* WORK TO DO: Rewrite the lines below as a Markdown table with the columns Row and Line, giving each line its own numbered row and omitting blank lines. Leave the pictures out of the table.

Records
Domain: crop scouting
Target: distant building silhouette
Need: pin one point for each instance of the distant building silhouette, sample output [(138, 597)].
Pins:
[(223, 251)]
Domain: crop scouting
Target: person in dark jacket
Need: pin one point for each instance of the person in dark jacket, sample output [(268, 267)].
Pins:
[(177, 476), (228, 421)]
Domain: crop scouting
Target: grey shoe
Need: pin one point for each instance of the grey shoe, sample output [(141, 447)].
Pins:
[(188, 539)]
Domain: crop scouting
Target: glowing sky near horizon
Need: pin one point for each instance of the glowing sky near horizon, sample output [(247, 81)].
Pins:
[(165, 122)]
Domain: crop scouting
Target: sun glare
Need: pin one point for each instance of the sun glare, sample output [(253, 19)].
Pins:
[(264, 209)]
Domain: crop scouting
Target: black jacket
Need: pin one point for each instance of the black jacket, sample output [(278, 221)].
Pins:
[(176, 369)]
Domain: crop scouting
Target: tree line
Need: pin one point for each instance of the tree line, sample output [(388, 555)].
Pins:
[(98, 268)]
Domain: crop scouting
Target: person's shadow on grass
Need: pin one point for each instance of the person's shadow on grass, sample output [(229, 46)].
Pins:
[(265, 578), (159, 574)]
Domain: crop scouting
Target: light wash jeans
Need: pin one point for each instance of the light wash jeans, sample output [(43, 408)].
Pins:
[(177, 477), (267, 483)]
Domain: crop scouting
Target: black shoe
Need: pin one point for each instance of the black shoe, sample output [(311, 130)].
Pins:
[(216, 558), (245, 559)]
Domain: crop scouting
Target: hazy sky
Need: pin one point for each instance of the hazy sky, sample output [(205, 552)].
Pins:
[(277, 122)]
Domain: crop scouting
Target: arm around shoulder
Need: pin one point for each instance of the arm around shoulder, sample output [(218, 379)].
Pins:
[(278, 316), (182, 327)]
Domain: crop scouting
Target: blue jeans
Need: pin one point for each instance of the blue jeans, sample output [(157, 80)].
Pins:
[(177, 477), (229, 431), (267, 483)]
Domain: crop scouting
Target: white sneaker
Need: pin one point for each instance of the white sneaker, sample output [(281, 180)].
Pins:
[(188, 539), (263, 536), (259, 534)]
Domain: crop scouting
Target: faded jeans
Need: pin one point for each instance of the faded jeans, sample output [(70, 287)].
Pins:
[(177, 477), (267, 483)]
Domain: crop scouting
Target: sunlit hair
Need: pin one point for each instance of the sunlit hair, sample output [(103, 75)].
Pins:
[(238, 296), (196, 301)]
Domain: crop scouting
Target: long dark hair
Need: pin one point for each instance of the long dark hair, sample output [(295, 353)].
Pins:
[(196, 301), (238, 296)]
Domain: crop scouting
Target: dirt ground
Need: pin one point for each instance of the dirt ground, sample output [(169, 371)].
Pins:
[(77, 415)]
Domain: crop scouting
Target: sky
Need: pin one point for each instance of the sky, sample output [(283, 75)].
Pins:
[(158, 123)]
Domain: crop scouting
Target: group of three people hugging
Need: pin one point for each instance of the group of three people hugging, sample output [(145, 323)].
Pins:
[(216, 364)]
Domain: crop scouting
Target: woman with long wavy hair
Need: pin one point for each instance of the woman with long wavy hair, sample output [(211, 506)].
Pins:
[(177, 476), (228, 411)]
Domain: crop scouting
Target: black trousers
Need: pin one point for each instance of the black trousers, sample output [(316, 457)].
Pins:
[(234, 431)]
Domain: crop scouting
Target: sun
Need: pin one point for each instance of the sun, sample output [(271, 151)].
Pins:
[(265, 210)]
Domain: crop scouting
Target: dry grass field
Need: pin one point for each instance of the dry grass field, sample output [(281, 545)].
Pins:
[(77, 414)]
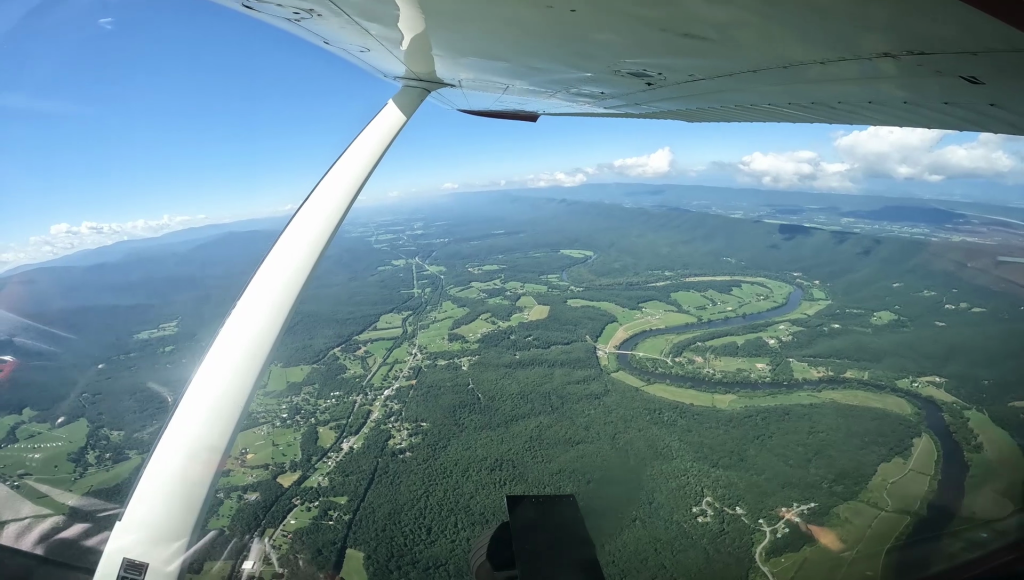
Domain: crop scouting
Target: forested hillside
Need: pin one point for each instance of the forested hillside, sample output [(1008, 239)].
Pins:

* WRITTEN RESPONSE:
| Row | Line |
|---|---|
| 1 | Domain: crop scouting |
| 2 | Target: distant building silhouette |
| 3 | Need: pin one point for each instance of the distant building silhouette, sample output [(138, 597)]. |
| 4 | Pins: |
| 5 | [(223, 251)] |
| 6 | Domain: crop scouting |
| 7 | Target: person in dark jacket |
| 8 | Need: pin one point for each instance of the person in dark jacket, sample output [(268, 267)]. |
| 9 | Pins: |
| 10 | [(177, 476), (228, 421)] |
| 11 | Domain: crop scouting |
| 12 | Target: grey shoe |
| 13 | Need: pin one point for each instance of the grey shoe, sample output [(141, 447)]. |
| 14 | Pins: |
| 15 | [(188, 539)] |
| 16 | Domain: crop scouting |
| 17 | Target: glowing sky near horizon |
| 18 | Need: pin one point for each instance of the glowing sky near horizon, sample output [(247, 81)]. |
| 19 | Pins: |
| 20 | [(165, 122)] |
| 21 | Domain: crop scouting |
| 22 | Target: sun glare |
| 23 | Need: pin one point for each instance of the sun glare, sample output [(253, 19)]. |
| 24 | Pins: |
| 25 | [(264, 209)] |
| 26 | Domain: crop scouting |
| 27 | Target: black jacket |
| 28 | Need: pin one point for each instance of the black jacket, sample output [(278, 221)]. |
| 29 | Pins: |
| 30 | [(176, 369)] |
| 31 | Domain: crop scouting |
| 32 | Target: tree line |
| 33 | Need: pin one point for each instance of the tree line, sample output [(388, 555)]. |
| 34 | Pins: |
| 35 | [(98, 268)] |
| 36 | Domain: crop scouting |
| 37 | Target: person's shadow on grass |
| 38 | Need: pin one point for each instance of the person's shadow on grass, sample output [(229, 46)]. |
| 39 | Pins: |
| 40 | [(265, 578), (159, 574)] |
| 41 | Domain: crop scouting |
| 42 | Target: light wash jeans |
| 43 | Need: pin one point for each instance of the light wash jeans, sample output [(43, 408)]. |
| 44 | Pins: |
| 45 | [(177, 477), (267, 483)] |
| 46 | Domain: crop scouting |
| 47 | Target: black shoe |
| 48 | Need: pin one point for each instance of the black shoe, sample output [(311, 130)]. |
| 49 | Pins: |
| 50 | [(216, 558), (245, 559)] |
| 51 | Domain: crop scouting |
| 52 | Target: hazy sky |
| 53 | Need: pin one point for each instance of the hazy sky, sample output [(205, 552)]. |
| 54 | Pins: |
| 55 | [(277, 122)] |
| 56 | Domain: crop scouting |
| 57 | Target: arm around shoulder |
| 58 | Need: pin one point for each instance of the arm around shoulder, sample output [(218, 379)]. |
| 59 | Pins: |
| 60 | [(278, 316), (182, 327)] |
| 61 | Domain: crop scouting |
| 62 | Target: blue jeans |
| 63 | Need: pin one point for each instance of the blue jeans, sample output [(157, 80)]. |
| 64 | Pins: |
| 65 | [(177, 477), (229, 431), (267, 483)] |
| 66 | Domain: crop scouting |
| 67 | Target: white sneaker |
| 68 | Need: pin one point for each instance of the white sneaker, sample output [(281, 180)]. |
| 69 | Pins: |
| 70 | [(188, 539), (263, 536), (259, 534)] |
| 71 | Domain: crop scouting |
| 72 | Target: faded jeans |
| 73 | Need: pin one point for each instance of the faded jeans, sample output [(70, 287)]. |
| 74 | Pins: |
| 75 | [(177, 477), (267, 483)] |
| 76 | Domain: crop scouting |
| 77 | Target: sunlit hair |
| 78 | Need: pin one point for each instance of the sunlit hair, sample output [(103, 75)]. |
| 79 | Pins: |
| 80 | [(238, 296), (196, 301)] |
| 81 | Domain: crop scouting |
| 82 | Target: long dark hair |
| 83 | Need: pin one point for each instance of the long dark hair, sample output [(295, 353)]. |
| 84 | Pins: |
| 85 | [(196, 301), (238, 296)] |
| 86 | Domain: crop scouting |
| 87 | Target: dirt ground |
| 88 | Need: pin one point for each instance of the dirt ground, sample output [(169, 371)]. |
| 89 | Pins: |
| 90 | [(77, 415)] |
| 91 | Domain: crop scouting |
| 92 | Target: sky |
| 93 | Need: pin one point for each instance of the sky, sample output [(283, 75)]. |
| 94 | Pins: |
| 95 | [(158, 123)] |
| 96 | Domain: crop scouting |
| 97 | Target: group of three people hugging |
| 98 | Need: pin one point for each instance of the group of three people hugging, sample output [(145, 323)]. |
| 99 | Pins: |
| 100 | [(216, 364)] |
| 101 | Domain: crop scouting |
| 102 | Target: woman with long wavy hair |
| 103 | Need: pin one point for each instance of the woman with long wavy hair, sample output [(211, 506)]. |
| 104 | Pins: |
| 105 | [(177, 476), (228, 411)] |
| 106 | Domain: crop scouting |
| 107 | Target: black trousers |
| 108 | Need: pin one point for each instance of the black trousers, sample output [(316, 457)]. |
| 109 | Pins: |
| 110 | [(234, 431)] |
| 111 | Domain: crop scouting |
| 112 | Target: sun |
| 113 | Need: pin one point for each instance of the sun, sample output [(271, 151)]. |
| 114 | Pins: |
| 115 | [(265, 210)] |
| 116 | Domain: crop scouting |
| 117 | Target: dry grass field |
| 118 | Need: pin one point for each instance of the dry grass field, sample output [(281, 545)]. |
| 119 | Pins: |
| 120 | [(77, 414)] |
| 121 | Domain: crop scouting |
| 122 | Target: forested hillside |
| 123 | Need: pin one point for each instance of the forested hillside, sample output [(1008, 239)]. |
| 124 | Pins: |